Il faut dire qu'on ignore encore pendant combien de temps exactement le booster va conférer une protection. « En Israël, on a des données qui montrent que l’efficacité 3e dose diminue dans le temps. Ça a l’air de diminuer moins vite (que la deuxième), mais ça diminue », nous explique l’immunologue.
L’Agence européenne des Médicaments se montre elle aussi frileuse sur la généralisation d'une 4e dose. « Si nous avons une stratégie selon laquelle nous vaccinons tous les 4 mois, nous finirons par avoir potentiellement des problèmes de réponse immunitaire », a déclaré Marco Cavaleri, chef de la stratégie vaccinale de l’Agence, dont les propos ont été rapportés par l'AFP. « Et deuxièmement il y a bien sûr le risque de lassitude la population avec l’administration continue de doses de rappel ». Selon le responsable, « les pays devraient plutôt commencer à penser à espacer les rappels à des intervalles plus longs et à les administrer au début de l’hiver, comme le vaccin contre la grippe ».

DONNÉES FOURNIES:

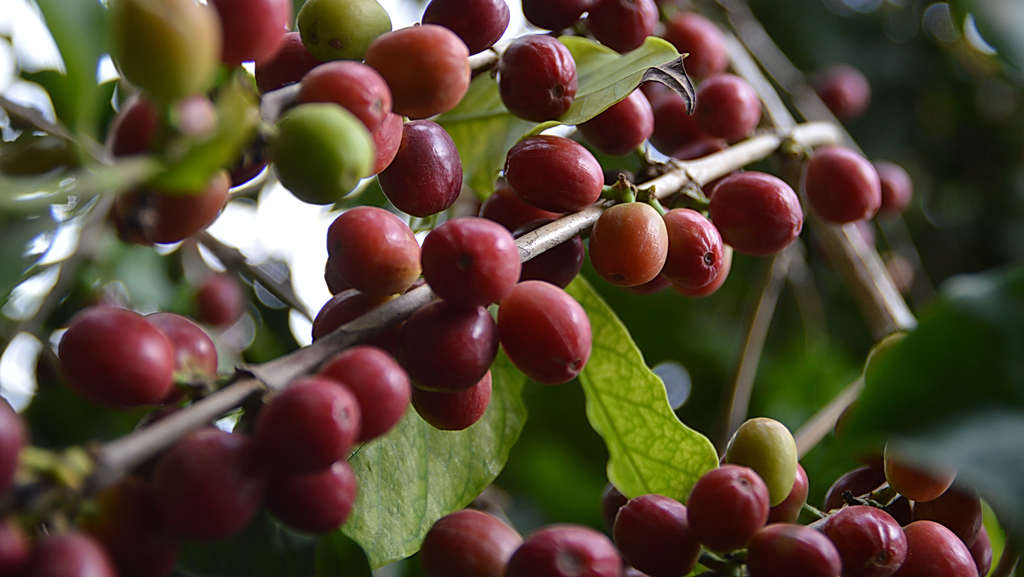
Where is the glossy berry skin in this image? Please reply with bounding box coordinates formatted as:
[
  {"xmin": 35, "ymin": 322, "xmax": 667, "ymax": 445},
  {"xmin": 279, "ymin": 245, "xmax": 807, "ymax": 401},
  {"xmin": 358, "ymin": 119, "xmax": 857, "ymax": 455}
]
[
  {"xmin": 498, "ymin": 35, "xmax": 577, "ymax": 122},
  {"xmin": 662, "ymin": 208, "xmax": 725, "ymax": 289},
  {"xmin": 577, "ymin": 90, "xmax": 654, "ymax": 156},
  {"xmin": 327, "ymin": 206, "xmax": 420, "ymax": 296},
  {"xmin": 505, "ymin": 524, "xmax": 623, "ymax": 577},
  {"xmin": 803, "ymin": 147, "xmax": 882, "ymax": 224},
  {"xmin": 693, "ymin": 73, "xmax": 761, "ymax": 141},
  {"xmin": 522, "ymin": 0, "xmax": 594, "ymax": 30},
  {"xmin": 413, "ymin": 370, "xmax": 493, "ymax": 430},
  {"xmin": 295, "ymin": 60, "xmax": 391, "ymax": 132},
  {"xmin": 811, "ymin": 65, "xmax": 871, "ymax": 122},
  {"xmin": 821, "ymin": 505, "xmax": 906, "ymax": 577},
  {"xmin": 57, "ymin": 304, "xmax": 174, "ymax": 407},
  {"xmin": 25, "ymin": 531, "xmax": 118, "ymax": 577},
  {"xmin": 498, "ymin": 281, "xmax": 593, "ymax": 384},
  {"xmin": 256, "ymin": 32, "xmax": 322, "ymax": 94},
  {"xmin": 423, "ymin": 216, "xmax": 521, "ymax": 306},
  {"xmin": 378, "ymin": 120, "xmax": 462, "ymax": 218},
  {"xmin": 253, "ymin": 375, "xmax": 361, "ymax": 473},
  {"xmin": 663, "ymin": 11, "xmax": 729, "ymax": 80},
  {"xmin": 686, "ymin": 464, "xmax": 768, "ymax": 552},
  {"xmin": 505, "ymin": 134, "xmax": 604, "ymax": 212},
  {"xmin": 746, "ymin": 523, "xmax": 846, "ymax": 577},
  {"xmin": 153, "ymin": 428, "xmax": 265, "ymax": 541},
  {"xmin": 589, "ymin": 202, "xmax": 669, "ymax": 287},
  {"xmin": 420, "ymin": 509, "xmax": 522, "ymax": 577},
  {"xmin": 210, "ymin": 0, "xmax": 292, "ymax": 67},
  {"xmin": 893, "ymin": 521, "xmax": 978, "ymax": 577},
  {"xmin": 366, "ymin": 24, "xmax": 470, "ymax": 119},
  {"xmin": 711, "ymin": 171, "xmax": 804, "ymax": 256},
  {"xmin": 587, "ymin": 0, "xmax": 657, "ymax": 53},
  {"xmin": 423, "ymin": 0, "xmax": 511, "ymax": 54},
  {"xmin": 612, "ymin": 494, "xmax": 700, "ymax": 577},
  {"xmin": 396, "ymin": 300, "xmax": 498, "ymax": 393},
  {"xmin": 266, "ymin": 460, "xmax": 357, "ymax": 534},
  {"xmin": 319, "ymin": 344, "xmax": 412, "ymax": 443}
]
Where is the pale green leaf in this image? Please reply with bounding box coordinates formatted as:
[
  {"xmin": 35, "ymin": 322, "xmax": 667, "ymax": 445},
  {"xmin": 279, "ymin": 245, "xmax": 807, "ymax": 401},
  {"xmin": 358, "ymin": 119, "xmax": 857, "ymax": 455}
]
[
  {"xmin": 566, "ymin": 277, "xmax": 718, "ymax": 501},
  {"xmin": 342, "ymin": 354, "xmax": 526, "ymax": 568}
]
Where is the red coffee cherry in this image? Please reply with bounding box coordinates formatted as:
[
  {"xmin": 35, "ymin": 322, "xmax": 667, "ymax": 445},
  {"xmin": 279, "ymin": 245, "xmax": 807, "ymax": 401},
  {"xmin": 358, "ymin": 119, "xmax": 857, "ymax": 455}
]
[
  {"xmin": 505, "ymin": 134, "xmax": 604, "ymax": 212},
  {"xmin": 711, "ymin": 171, "xmax": 804, "ymax": 256},
  {"xmin": 57, "ymin": 304, "xmax": 174, "ymax": 407},
  {"xmin": 498, "ymin": 35, "xmax": 577, "ymax": 122},
  {"xmin": 366, "ymin": 24, "xmax": 470, "ymax": 119},
  {"xmin": 803, "ymin": 147, "xmax": 882, "ymax": 224}
]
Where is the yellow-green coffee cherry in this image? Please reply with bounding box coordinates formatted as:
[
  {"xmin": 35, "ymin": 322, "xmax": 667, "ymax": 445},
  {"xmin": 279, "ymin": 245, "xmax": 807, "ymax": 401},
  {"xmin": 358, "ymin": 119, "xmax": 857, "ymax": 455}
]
[
  {"xmin": 111, "ymin": 0, "xmax": 221, "ymax": 101},
  {"xmin": 725, "ymin": 417, "xmax": 797, "ymax": 506},
  {"xmin": 295, "ymin": 0, "xmax": 391, "ymax": 61},
  {"xmin": 270, "ymin": 104, "xmax": 374, "ymax": 204}
]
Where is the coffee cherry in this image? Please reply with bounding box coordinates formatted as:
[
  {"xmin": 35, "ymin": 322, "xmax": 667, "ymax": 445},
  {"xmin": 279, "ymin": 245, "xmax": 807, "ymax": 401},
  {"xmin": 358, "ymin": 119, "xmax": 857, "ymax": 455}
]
[
  {"xmin": 153, "ymin": 428, "xmax": 265, "ymax": 541},
  {"xmin": 505, "ymin": 134, "xmax": 604, "ymax": 212},
  {"xmin": 266, "ymin": 460, "xmax": 356, "ymax": 533},
  {"xmin": 893, "ymin": 521, "xmax": 978, "ymax": 577},
  {"xmin": 295, "ymin": 0, "xmax": 391, "ymax": 63},
  {"xmin": 319, "ymin": 344, "xmax": 412, "ymax": 443},
  {"xmin": 505, "ymin": 524, "xmax": 623, "ymax": 577},
  {"xmin": 811, "ymin": 65, "xmax": 871, "ymax": 122},
  {"xmin": 821, "ymin": 505, "xmax": 906, "ymax": 577},
  {"xmin": 423, "ymin": 216, "xmax": 521, "ymax": 306},
  {"xmin": 768, "ymin": 463, "xmax": 809, "ymax": 524},
  {"xmin": 577, "ymin": 90, "xmax": 654, "ymax": 156},
  {"xmin": 803, "ymin": 147, "xmax": 882, "ymax": 224},
  {"xmin": 663, "ymin": 11, "xmax": 729, "ymax": 80},
  {"xmin": 377, "ymin": 120, "xmax": 462, "ymax": 218},
  {"xmin": 498, "ymin": 35, "xmax": 577, "ymax": 122},
  {"xmin": 423, "ymin": 0, "xmax": 511, "ymax": 54},
  {"xmin": 413, "ymin": 370, "xmax": 493, "ymax": 430},
  {"xmin": 587, "ymin": 0, "xmax": 657, "ymax": 53},
  {"xmin": 210, "ymin": 0, "xmax": 292, "ymax": 67},
  {"xmin": 255, "ymin": 32, "xmax": 322, "ymax": 94},
  {"xmin": 613, "ymin": 495, "xmax": 700, "ymax": 577},
  {"xmin": 253, "ymin": 375, "xmax": 361, "ymax": 473},
  {"xmin": 295, "ymin": 60, "xmax": 391, "ymax": 132},
  {"xmin": 110, "ymin": 0, "xmax": 222, "ymax": 101},
  {"xmin": 498, "ymin": 281, "xmax": 593, "ymax": 384},
  {"xmin": 57, "ymin": 304, "xmax": 174, "ymax": 407},
  {"xmin": 420, "ymin": 509, "xmax": 522, "ymax": 577},
  {"xmin": 270, "ymin": 103, "xmax": 374, "ymax": 204},
  {"xmin": 196, "ymin": 273, "xmax": 248, "ymax": 328},
  {"xmin": 590, "ymin": 202, "xmax": 669, "ymax": 287},
  {"xmin": 724, "ymin": 417, "xmax": 797, "ymax": 505},
  {"xmin": 693, "ymin": 73, "xmax": 761, "ymax": 141},
  {"xmin": 522, "ymin": 0, "xmax": 594, "ymax": 30},
  {"xmin": 746, "ymin": 523, "xmax": 846, "ymax": 577},
  {"xmin": 327, "ymin": 206, "xmax": 420, "ymax": 296},
  {"xmin": 366, "ymin": 24, "xmax": 470, "ymax": 119},
  {"xmin": 396, "ymin": 300, "xmax": 498, "ymax": 393},
  {"xmin": 711, "ymin": 171, "xmax": 804, "ymax": 256},
  {"xmin": 686, "ymin": 464, "xmax": 769, "ymax": 552}
]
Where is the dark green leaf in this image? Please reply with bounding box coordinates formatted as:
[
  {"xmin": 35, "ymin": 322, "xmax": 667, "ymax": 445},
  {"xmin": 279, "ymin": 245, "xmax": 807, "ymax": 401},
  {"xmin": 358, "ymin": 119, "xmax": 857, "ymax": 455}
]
[
  {"xmin": 566, "ymin": 277, "xmax": 718, "ymax": 501},
  {"xmin": 341, "ymin": 354, "xmax": 526, "ymax": 569}
]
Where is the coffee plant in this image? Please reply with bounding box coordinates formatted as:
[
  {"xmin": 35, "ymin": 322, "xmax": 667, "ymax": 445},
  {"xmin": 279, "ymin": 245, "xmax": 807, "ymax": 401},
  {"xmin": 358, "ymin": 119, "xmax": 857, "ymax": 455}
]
[{"xmin": 0, "ymin": 0, "xmax": 1024, "ymax": 577}]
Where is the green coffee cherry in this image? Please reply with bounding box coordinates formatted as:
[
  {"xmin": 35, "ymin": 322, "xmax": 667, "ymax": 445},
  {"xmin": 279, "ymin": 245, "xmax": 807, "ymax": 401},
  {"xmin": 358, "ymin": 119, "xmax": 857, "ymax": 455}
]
[
  {"xmin": 270, "ymin": 104, "xmax": 374, "ymax": 204},
  {"xmin": 111, "ymin": 0, "xmax": 221, "ymax": 101},
  {"xmin": 296, "ymin": 0, "xmax": 391, "ymax": 61},
  {"xmin": 725, "ymin": 417, "xmax": 797, "ymax": 506}
]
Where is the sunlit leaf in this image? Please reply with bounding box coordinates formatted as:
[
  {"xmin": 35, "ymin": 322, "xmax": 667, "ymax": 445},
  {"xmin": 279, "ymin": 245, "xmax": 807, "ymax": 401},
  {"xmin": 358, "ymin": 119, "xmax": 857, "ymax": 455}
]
[
  {"xmin": 566, "ymin": 277, "xmax": 718, "ymax": 501},
  {"xmin": 342, "ymin": 355, "xmax": 526, "ymax": 568}
]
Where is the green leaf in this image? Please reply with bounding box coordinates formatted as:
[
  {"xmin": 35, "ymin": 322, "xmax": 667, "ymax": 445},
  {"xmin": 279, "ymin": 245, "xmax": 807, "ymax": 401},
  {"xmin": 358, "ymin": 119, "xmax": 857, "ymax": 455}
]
[
  {"xmin": 341, "ymin": 354, "xmax": 526, "ymax": 569},
  {"xmin": 566, "ymin": 277, "xmax": 718, "ymax": 501},
  {"xmin": 37, "ymin": 0, "xmax": 109, "ymax": 137}
]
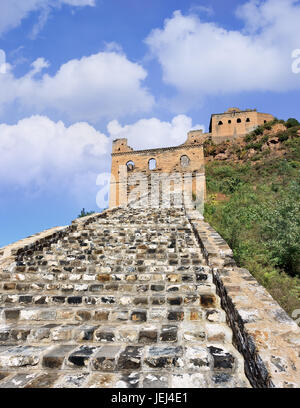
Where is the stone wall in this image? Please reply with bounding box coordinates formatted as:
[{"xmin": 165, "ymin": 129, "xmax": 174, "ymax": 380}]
[
  {"xmin": 109, "ymin": 132, "xmax": 205, "ymax": 208},
  {"xmin": 209, "ymin": 108, "xmax": 274, "ymax": 144},
  {"xmin": 190, "ymin": 212, "xmax": 300, "ymax": 388},
  {"xmin": 0, "ymin": 204, "xmax": 300, "ymax": 388}
]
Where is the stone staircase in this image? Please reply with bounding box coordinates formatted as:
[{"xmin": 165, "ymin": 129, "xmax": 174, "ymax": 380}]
[{"xmin": 0, "ymin": 207, "xmax": 250, "ymax": 388}]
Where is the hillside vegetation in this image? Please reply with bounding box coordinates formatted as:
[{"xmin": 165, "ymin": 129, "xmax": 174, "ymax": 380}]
[{"xmin": 205, "ymin": 119, "xmax": 300, "ymax": 317}]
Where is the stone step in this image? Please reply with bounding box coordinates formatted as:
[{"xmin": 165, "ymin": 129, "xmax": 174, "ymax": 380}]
[
  {"xmin": 0, "ymin": 263, "xmax": 211, "ymax": 284},
  {"xmin": 0, "ymin": 343, "xmax": 243, "ymax": 380},
  {"xmin": 0, "ymin": 294, "xmax": 223, "ymax": 322},
  {"xmin": 0, "ymin": 318, "xmax": 232, "ymax": 345},
  {"xmin": 0, "ymin": 284, "xmax": 218, "ymax": 307}
]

CONSIGNE: Rédigez la suite de l'extrait sur les doses de rappel du vaccin, à partir de sa dernière phrase.

VOTRE RÉPONSE:
Une 4e dose d’un vaccin adapté à Omicron?
C'est aussi l'avis du patron de Moderna, Stéphane Bancel. Le 6 janvier dernier, le directeur français de la firme a déclaré que « nous aurons besoin de booster à l’automne 2022 et au-delà ». Précisant qu’il serait « surpris » de voir les effets de la 3e dose se maintenir au fil du temps.
Il est rejoint par l'immunologue Eric Muraille, pour qui la question de la 4e dose ne devrait se poser qu'à l'automne prochain. D'autant plus que le groupe Pfizer a promis un vaccin spécifique au nouveau variant pour le mois de mars. Reste cependant que le processus d'autorisation par les régulateurs, mais aussi d'achats et de production des sérums prennent du temps. Ce nouveau vaccin pourrait ainsi n'être disponible qu'à l'été. Une période qui coïncide avec un ralentissement de l’épidémie. Selon Eric Muraille, cette 4e dose d'un vaccin « spécial » Omicron sera « certainement » nécessaire « pour les personnes âgées et à comorbidité pour le prochain hiver. Cela rentrera en quelque sorte dans un schéma comme celui de la grippe, avec une actualisation de la vaccination pour ces personnes ».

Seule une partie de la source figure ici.